Written request ▸ List every line in the listing below that contains the word "hoodie", treating uppercase and lowercase letters as different.

Data shown ▸
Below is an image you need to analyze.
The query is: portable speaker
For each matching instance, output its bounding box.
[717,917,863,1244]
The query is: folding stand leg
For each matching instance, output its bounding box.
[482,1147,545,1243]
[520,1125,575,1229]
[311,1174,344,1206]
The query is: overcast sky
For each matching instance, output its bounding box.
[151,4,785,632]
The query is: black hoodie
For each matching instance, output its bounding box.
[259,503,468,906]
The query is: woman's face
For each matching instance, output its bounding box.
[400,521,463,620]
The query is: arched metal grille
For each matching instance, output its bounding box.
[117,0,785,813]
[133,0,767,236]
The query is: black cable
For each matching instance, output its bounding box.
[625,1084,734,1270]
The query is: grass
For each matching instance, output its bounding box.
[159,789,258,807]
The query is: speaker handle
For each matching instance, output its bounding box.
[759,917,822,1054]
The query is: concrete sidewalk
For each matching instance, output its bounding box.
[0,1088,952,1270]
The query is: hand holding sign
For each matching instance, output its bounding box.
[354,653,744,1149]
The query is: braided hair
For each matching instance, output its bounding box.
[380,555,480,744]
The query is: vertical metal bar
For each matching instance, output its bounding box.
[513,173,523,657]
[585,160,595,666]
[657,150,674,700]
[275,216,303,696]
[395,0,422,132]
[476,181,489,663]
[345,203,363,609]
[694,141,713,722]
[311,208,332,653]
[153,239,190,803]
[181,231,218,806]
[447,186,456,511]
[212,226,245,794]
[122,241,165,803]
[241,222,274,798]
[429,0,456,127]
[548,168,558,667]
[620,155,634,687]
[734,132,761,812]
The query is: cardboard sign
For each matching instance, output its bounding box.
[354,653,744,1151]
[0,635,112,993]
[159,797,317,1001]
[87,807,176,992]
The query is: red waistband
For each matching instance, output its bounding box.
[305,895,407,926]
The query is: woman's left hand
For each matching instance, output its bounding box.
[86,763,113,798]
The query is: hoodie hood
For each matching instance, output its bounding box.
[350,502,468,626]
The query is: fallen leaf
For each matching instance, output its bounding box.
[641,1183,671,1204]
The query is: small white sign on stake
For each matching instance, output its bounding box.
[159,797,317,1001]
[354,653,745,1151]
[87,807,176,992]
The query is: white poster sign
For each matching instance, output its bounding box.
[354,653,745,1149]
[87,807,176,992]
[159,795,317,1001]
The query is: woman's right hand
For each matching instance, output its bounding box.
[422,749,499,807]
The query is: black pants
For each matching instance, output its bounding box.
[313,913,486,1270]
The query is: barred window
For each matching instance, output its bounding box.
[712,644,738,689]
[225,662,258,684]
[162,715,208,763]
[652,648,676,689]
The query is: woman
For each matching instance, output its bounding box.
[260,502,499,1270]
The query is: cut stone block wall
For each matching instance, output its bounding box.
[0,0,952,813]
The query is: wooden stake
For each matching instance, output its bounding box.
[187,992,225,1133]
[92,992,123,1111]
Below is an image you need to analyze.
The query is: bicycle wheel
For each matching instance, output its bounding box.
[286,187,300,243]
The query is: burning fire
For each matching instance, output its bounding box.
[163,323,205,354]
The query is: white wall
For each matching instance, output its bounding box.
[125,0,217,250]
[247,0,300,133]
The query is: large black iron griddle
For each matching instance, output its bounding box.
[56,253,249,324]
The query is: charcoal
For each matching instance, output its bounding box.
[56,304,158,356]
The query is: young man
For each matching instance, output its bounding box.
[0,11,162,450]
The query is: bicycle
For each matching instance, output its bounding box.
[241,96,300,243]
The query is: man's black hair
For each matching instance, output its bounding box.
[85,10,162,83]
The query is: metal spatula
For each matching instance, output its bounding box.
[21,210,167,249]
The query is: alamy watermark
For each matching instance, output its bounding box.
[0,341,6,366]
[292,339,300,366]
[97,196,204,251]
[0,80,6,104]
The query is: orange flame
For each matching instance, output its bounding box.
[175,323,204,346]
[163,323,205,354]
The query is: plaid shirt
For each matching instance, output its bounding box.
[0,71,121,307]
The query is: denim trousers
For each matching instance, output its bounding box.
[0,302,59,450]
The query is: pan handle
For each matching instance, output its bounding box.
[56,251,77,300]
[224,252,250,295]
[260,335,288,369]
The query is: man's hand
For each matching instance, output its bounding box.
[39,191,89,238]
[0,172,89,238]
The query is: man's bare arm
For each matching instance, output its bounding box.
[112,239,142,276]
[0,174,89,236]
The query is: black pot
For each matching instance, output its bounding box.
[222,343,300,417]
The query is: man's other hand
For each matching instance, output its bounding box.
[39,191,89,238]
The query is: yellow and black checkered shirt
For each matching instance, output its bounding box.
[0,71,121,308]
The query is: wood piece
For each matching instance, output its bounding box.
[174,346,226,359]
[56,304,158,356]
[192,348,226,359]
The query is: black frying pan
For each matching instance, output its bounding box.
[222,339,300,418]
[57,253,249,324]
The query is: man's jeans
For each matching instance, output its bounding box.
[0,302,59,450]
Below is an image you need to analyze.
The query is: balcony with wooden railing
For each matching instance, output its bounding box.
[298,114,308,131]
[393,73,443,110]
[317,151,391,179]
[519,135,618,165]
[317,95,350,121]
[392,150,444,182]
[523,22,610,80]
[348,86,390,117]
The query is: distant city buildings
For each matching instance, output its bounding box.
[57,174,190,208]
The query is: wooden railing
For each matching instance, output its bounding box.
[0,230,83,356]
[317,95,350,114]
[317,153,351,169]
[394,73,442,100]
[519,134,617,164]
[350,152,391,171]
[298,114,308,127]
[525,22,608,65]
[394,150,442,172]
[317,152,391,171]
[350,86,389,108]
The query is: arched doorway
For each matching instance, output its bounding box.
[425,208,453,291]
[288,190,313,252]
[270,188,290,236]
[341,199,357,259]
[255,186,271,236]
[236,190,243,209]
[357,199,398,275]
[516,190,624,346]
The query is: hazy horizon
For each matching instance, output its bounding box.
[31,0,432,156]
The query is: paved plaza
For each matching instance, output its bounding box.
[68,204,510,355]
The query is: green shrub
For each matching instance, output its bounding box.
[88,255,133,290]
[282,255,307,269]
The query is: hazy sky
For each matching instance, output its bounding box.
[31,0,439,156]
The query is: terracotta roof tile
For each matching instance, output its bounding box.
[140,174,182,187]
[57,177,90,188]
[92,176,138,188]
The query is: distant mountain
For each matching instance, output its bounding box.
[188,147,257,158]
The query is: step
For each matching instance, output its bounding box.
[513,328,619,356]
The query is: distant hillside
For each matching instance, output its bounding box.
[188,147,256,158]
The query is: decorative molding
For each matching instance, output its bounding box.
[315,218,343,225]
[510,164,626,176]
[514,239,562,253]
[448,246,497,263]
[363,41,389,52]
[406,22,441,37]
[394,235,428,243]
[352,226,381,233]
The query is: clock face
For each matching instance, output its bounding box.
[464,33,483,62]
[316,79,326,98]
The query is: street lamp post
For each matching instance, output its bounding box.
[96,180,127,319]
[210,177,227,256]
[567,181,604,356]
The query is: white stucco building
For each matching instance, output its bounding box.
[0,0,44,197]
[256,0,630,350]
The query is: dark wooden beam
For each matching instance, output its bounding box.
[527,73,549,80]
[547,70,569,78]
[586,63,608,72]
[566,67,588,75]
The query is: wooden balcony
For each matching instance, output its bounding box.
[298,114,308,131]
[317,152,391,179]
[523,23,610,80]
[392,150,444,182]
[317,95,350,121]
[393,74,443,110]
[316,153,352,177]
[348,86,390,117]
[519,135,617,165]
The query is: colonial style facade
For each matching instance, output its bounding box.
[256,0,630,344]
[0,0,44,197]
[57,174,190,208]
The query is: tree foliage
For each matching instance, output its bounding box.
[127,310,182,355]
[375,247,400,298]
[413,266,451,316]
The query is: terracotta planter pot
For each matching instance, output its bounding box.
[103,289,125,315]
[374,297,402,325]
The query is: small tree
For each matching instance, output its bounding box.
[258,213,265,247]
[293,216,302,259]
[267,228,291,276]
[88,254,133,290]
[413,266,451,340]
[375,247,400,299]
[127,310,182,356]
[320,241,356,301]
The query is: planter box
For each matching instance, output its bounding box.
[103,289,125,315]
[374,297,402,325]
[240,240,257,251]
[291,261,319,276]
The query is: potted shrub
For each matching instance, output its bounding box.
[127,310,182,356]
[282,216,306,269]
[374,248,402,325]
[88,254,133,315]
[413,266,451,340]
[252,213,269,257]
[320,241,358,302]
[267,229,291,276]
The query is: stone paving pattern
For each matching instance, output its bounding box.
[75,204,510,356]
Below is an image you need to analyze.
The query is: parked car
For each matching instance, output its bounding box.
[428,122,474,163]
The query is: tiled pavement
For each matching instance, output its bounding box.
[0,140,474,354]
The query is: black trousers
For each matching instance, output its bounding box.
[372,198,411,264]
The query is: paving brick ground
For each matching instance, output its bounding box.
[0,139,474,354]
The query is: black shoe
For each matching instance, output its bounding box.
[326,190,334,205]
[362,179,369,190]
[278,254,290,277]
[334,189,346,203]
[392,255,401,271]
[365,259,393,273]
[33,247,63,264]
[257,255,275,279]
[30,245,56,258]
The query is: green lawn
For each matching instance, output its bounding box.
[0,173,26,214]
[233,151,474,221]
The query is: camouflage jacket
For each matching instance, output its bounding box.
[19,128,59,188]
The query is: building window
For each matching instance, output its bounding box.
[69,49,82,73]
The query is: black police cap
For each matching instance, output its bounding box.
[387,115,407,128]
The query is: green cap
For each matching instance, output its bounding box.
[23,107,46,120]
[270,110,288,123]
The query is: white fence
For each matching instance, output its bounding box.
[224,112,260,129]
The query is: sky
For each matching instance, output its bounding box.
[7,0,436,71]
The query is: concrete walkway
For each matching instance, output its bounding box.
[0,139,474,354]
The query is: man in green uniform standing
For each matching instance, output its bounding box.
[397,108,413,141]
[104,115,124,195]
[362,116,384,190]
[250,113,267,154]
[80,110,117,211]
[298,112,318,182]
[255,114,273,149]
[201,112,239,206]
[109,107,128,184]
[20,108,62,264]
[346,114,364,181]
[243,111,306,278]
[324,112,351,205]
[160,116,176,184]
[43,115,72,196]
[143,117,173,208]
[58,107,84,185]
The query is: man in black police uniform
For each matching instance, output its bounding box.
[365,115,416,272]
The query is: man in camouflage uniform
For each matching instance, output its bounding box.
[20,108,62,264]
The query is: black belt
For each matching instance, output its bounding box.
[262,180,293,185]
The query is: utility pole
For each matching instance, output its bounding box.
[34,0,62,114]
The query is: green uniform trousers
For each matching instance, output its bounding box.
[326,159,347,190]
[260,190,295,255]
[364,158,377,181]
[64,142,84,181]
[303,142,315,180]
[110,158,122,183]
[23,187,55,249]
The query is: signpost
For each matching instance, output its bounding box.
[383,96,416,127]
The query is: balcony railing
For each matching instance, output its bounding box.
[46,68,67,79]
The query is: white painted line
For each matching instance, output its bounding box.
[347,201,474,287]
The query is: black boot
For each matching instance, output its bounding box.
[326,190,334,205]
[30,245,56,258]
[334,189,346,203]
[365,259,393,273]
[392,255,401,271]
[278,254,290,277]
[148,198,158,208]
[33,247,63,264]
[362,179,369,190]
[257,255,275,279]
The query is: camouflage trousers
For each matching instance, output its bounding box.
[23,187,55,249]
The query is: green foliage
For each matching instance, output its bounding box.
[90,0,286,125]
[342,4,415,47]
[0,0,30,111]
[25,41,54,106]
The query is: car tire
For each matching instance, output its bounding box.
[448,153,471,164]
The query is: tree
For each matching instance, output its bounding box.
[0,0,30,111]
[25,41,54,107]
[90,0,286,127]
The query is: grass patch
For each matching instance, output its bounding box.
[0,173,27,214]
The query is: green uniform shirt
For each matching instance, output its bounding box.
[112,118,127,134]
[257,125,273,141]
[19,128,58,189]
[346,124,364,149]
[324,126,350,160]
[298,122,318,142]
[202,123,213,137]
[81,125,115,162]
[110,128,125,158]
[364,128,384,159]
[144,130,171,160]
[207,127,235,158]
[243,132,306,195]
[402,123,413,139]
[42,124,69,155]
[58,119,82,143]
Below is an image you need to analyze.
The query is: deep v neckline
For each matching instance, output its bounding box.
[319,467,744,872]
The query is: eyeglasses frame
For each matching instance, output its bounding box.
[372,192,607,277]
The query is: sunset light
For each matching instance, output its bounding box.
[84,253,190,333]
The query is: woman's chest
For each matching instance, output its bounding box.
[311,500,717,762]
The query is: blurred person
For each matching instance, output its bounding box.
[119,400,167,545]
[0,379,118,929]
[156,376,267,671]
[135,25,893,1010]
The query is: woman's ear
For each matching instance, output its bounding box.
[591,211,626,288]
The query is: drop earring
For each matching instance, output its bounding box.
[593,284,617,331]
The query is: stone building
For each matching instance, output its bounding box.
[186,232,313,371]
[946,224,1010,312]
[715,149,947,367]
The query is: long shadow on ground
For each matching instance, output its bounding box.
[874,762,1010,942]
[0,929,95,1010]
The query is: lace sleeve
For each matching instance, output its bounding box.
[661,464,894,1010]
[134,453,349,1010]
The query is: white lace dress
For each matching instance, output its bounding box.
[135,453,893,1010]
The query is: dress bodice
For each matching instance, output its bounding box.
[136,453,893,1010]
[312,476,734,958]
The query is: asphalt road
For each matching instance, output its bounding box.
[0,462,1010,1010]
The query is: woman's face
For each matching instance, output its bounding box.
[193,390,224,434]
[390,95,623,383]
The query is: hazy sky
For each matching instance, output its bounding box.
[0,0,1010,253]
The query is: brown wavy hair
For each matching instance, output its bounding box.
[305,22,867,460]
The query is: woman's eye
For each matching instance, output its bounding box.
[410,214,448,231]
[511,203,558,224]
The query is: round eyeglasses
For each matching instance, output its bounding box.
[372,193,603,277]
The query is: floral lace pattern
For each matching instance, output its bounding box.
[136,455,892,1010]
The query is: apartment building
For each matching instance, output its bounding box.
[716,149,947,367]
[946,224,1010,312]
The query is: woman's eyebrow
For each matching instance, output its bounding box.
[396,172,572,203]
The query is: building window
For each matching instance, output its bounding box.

Written response ▸
The query is: black hoodie
The query is: hoodie hood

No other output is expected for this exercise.